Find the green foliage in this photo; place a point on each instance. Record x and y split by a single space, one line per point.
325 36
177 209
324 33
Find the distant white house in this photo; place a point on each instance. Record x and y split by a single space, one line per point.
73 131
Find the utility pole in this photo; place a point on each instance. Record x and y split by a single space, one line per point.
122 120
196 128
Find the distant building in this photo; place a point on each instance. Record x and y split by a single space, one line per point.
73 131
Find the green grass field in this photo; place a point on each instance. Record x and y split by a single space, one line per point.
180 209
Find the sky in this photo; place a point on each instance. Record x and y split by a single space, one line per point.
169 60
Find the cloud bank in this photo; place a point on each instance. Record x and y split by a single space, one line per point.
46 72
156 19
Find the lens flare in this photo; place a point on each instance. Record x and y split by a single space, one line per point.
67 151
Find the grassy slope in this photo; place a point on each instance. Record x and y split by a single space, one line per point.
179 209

--

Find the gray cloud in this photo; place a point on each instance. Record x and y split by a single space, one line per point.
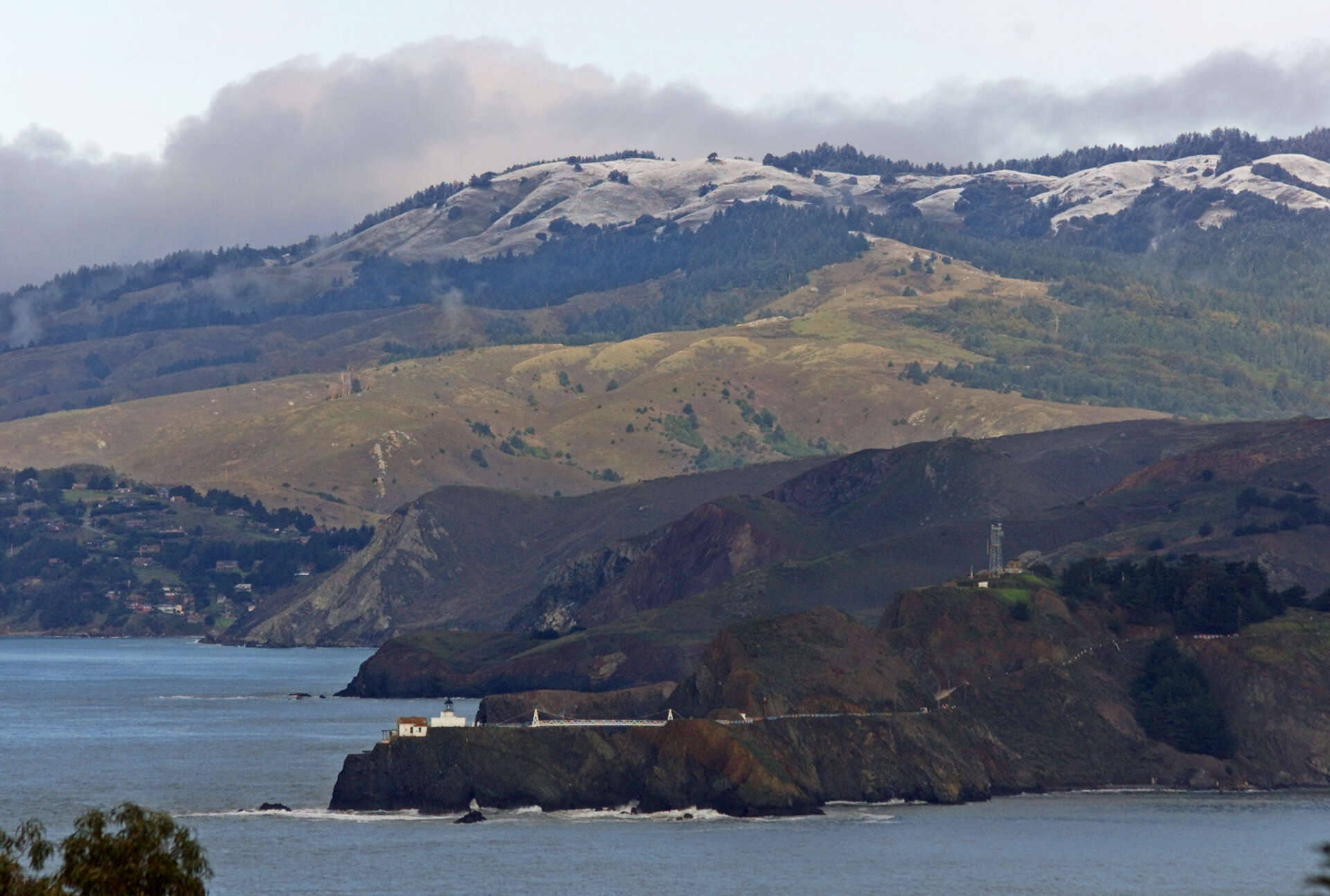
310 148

---

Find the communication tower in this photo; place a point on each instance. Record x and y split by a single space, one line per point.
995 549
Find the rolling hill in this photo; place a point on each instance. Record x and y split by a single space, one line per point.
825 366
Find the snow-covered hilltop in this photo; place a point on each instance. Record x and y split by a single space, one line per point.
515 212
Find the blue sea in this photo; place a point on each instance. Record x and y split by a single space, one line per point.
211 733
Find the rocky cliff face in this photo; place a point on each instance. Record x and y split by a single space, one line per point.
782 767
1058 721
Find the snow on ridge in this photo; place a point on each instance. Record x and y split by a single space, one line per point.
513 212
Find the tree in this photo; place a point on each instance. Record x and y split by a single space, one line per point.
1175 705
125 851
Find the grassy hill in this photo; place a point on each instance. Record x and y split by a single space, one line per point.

* Work order
Copy out, exactly and alone, the lines of the entries above between the ones holding "Find the blue" and "Find the grassy hill", inclusive.

* Result for this exercise
Find the blue sea in this photo; place a point on each instance. Record x and y split by a single space, one line per point.
211 733
Find the rocky cliff face in this photo; place a point on each instance. Record x and y split by a single space, one line per point.
782 767
1058 721
Find the snow on ridge in this photo; place a point on each instance. Record x and y split by a single space, one line per point.
513 212
Find the tree in this photo; place a point on each instance. Record x and y split by a single space, one line per point.
1175 705
125 851
Find the grassy hill in this photo; place a point on each instance. Record x and y split by a single space, one line per point.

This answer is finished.